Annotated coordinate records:
══════════
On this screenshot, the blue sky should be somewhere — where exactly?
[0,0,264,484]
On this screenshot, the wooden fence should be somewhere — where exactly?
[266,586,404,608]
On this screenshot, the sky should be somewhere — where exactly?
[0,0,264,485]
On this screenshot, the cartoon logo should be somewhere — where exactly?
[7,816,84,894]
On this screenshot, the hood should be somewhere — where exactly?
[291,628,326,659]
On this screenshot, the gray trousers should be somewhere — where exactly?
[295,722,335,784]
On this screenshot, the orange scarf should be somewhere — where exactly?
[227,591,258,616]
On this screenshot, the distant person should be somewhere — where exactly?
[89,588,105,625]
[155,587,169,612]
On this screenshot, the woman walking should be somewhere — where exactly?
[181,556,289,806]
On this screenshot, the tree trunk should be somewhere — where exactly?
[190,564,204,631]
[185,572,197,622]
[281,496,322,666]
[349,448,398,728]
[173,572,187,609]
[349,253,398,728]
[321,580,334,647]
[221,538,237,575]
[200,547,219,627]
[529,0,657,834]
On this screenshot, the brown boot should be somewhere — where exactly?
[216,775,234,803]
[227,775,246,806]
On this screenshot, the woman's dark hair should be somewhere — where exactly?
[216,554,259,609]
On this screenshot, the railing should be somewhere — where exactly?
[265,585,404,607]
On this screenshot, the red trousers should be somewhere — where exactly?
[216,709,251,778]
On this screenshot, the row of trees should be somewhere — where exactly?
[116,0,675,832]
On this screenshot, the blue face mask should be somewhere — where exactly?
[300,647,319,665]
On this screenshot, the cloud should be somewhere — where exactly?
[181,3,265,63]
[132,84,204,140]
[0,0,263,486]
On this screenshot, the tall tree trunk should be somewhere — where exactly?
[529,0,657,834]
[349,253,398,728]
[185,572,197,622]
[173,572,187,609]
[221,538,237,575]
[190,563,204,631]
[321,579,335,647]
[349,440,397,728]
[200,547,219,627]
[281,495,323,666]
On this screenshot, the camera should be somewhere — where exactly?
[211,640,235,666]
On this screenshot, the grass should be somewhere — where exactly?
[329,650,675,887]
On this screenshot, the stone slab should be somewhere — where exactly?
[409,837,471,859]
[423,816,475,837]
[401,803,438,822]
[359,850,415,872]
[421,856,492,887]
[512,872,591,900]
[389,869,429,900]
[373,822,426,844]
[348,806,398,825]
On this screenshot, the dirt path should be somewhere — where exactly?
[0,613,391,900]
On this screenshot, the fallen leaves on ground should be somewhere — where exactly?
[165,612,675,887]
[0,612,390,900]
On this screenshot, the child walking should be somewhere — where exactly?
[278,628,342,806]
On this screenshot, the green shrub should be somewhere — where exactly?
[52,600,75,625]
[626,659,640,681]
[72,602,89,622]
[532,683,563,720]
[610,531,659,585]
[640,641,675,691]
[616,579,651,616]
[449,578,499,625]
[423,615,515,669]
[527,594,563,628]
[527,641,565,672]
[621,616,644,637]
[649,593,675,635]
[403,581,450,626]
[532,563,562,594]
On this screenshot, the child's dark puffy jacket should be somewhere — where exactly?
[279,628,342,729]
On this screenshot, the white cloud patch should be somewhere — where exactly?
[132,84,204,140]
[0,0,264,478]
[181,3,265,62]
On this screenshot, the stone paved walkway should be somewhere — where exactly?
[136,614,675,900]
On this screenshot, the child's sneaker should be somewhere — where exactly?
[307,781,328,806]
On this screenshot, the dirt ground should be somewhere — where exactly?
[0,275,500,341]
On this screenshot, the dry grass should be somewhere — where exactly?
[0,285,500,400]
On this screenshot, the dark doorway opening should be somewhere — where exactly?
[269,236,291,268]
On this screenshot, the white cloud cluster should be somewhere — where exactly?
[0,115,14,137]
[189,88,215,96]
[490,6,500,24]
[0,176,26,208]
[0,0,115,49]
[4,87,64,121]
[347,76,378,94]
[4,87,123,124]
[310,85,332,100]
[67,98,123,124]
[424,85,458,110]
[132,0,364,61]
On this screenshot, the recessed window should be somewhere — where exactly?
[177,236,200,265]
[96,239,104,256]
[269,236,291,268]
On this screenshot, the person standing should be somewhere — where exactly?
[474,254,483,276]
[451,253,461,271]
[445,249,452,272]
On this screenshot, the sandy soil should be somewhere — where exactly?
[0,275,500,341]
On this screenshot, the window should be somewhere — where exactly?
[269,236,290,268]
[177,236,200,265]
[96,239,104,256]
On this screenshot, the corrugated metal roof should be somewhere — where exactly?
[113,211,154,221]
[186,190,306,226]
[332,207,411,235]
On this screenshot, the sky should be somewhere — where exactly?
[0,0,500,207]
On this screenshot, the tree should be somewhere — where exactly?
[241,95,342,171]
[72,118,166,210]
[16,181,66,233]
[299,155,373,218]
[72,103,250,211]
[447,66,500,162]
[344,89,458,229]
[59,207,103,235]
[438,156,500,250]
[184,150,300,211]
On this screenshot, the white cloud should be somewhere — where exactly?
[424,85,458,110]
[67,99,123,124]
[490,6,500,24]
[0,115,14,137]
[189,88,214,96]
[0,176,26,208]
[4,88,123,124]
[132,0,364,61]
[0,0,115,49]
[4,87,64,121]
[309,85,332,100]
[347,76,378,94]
══════════
Transcribe the material above word for word.

▸ **ANSWER TO THIS TASK**
On this screenshot, the blue sky should be somewhere — where exactly?
[0,0,264,484]
On this screenshot, the wooden fence should be somewhere — where exactly?
[266,586,404,608]
On this screenshot, the sky should be somewhere — where exactly?
[0,0,264,485]
On this screenshot, the cartoon logo should be somewhere — where exactly?
[7,816,84,894]
On this screenshot, the hood should be somewhere — where exactly?
[291,628,326,659]
On this screenshot, the gray trousers should be somewhere — where exactly?
[295,722,335,784]
On this screenshot, the orange scarf should be somewhere — where exactly?
[227,591,258,616]
On this screenshot, the distant person should be somewhere — where exactly?
[89,588,105,625]
[155,587,169,612]
On this screenshot, the woman walking should be somewhere — where exactly?
[181,556,289,806]
On this screenshot, the tree trunk should be somewhere — where exactly?
[190,564,204,631]
[185,572,197,622]
[281,496,322,666]
[349,448,398,728]
[173,572,187,609]
[349,253,398,728]
[321,580,334,647]
[221,538,237,575]
[200,547,219,627]
[529,0,657,834]
On this screenshot, the brown boot should be somewhere — where exactly?
[216,775,234,803]
[227,775,246,806]
On this screenshot, the woman's dark hair should be somewhere — where exactly?
[216,554,259,609]
On this screenshot, the railing should be somewhere — where exactly?
[265,585,404,607]
On this screenshot, the red trousers should be somewhere — where exactly?
[216,709,251,778]
On this screenshot, the row of trees should be somewhere — where exactly?
[116,0,675,832]
On this screenshot, the blue face mask should be somewhere — where exactly?
[300,647,319,665]
On this screenshot, the cloud should be somewhere — where exactly?
[181,3,265,63]
[132,84,204,140]
[0,0,263,486]
On this screenshot, the tall tree trunk should be somewhere — where exactly?
[529,0,657,834]
[349,253,398,728]
[185,572,197,622]
[173,572,187,609]
[221,538,237,575]
[190,563,204,631]
[321,579,335,647]
[349,440,397,728]
[200,547,219,627]
[281,495,323,666]
On this screenshot, the camera should be somewhere — where exactly?
[211,640,235,666]
On this screenshot, the grass should be somewhere — where exactly?
[329,650,675,887]
On this screenshot, the stone slab should be somewhere — where exactly?
[409,837,471,859]
[423,816,475,837]
[401,803,438,822]
[359,850,415,872]
[421,856,492,887]
[512,872,591,900]
[389,869,429,900]
[373,822,426,844]
[348,806,398,825]
On this screenshot, the dirt path should be somewhere — where exactly?
[0,613,391,900]
On this screenshot, the fallen leaves on ground should be somewhere — where exactly?
[165,612,675,887]
[0,612,390,900]
On this screenshot, the child walking should be somewhere — where exactly?
[278,628,342,806]
On this screenshot, the green shrub should be somewhere — where exactly?
[52,600,75,625]
[626,659,640,681]
[72,602,89,622]
[532,683,563,720]
[610,531,659,585]
[640,641,675,691]
[616,579,651,616]
[449,578,499,625]
[423,615,515,669]
[527,594,563,628]
[527,641,565,672]
[621,616,644,637]
[649,593,675,635]
[403,581,450,626]
[532,563,562,594]
On this screenshot, the child's dark puffy jacket should be somewhere — where exactly?
[279,628,342,729]
On this screenshot, the white cloud patch should be somewhere — where exactly?
[132,84,204,140]
[0,0,264,478]
[181,3,265,62]
On this screenshot, the stone paved walkway should be somewhere — where exactly?
[136,614,675,900]
On this screenshot, the child's sneaker should be somewhere — where exactly?
[307,781,328,806]
On this screenshot, the dirt ground should be somewhere — where exactly?
[0,275,500,341]
On this screenshot, the dry grass should be somewhere — where exactly?
[0,285,500,400]
On this screenshot, the dark doorway opening should be somewhere — where exactly?
[269,236,291,268]
On this screenshot, the white cloud cluster should be somewhere — where exactly?
[0,115,14,137]
[189,88,215,96]
[490,6,500,24]
[0,176,26,208]
[0,0,115,49]
[4,87,64,121]
[347,76,378,94]
[4,87,123,124]
[310,85,332,100]
[67,98,123,124]
[424,85,458,110]
[132,0,364,61]
On this screenshot, the recessed window should be somewhere — where exactly?
[177,236,200,265]
[96,239,104,256]
[269,236,291,268]
On this screenshot, the person standing should be somewhere — where exactly?
[474,254,483,276]
[451,253,461,271]
[445,249,452,272]
On this screenshot, the sandy soil should be somewhere — where exactly?
[0,275,500,341]
On this screenshot, the window should be somewhere — where exactly?
[269,236,290,268]
[177,236,200,265]
[96,239,104,256]
On this screenshot, the corrugated metal roof should be somewhere — where exactly?
[113,211,154,221]
[186,190,306,226]
[332,207,411,235]
On this screenshot, the sky should be somewhere — where exactly?
[0,0,500,207]
On this screenshot, the tree should be somewhere — where exactly?
[241,95,342,171]
[72,118,166,210]
[16,181,66,233]
[299,155,373,218]
[72,103,250,211]
[447,66,500,162]
[344,89,458,229]
[59,207,103,235]
[438,156,500,250]
[184,150,300,211]
On this screenshot, the white cloud should be somewhere — where exactly?
[424,85,458,110]
[67,99,123,124]
[490,6,500,24]
[0,115,14,137]
[189,88,214,96]
[0,176,26,208]
[4,88,123,124]
[132,0,364,61]
[0,0,115,49]
[4,87,64,121]
[309,85,332,100]
[347,76,378,94]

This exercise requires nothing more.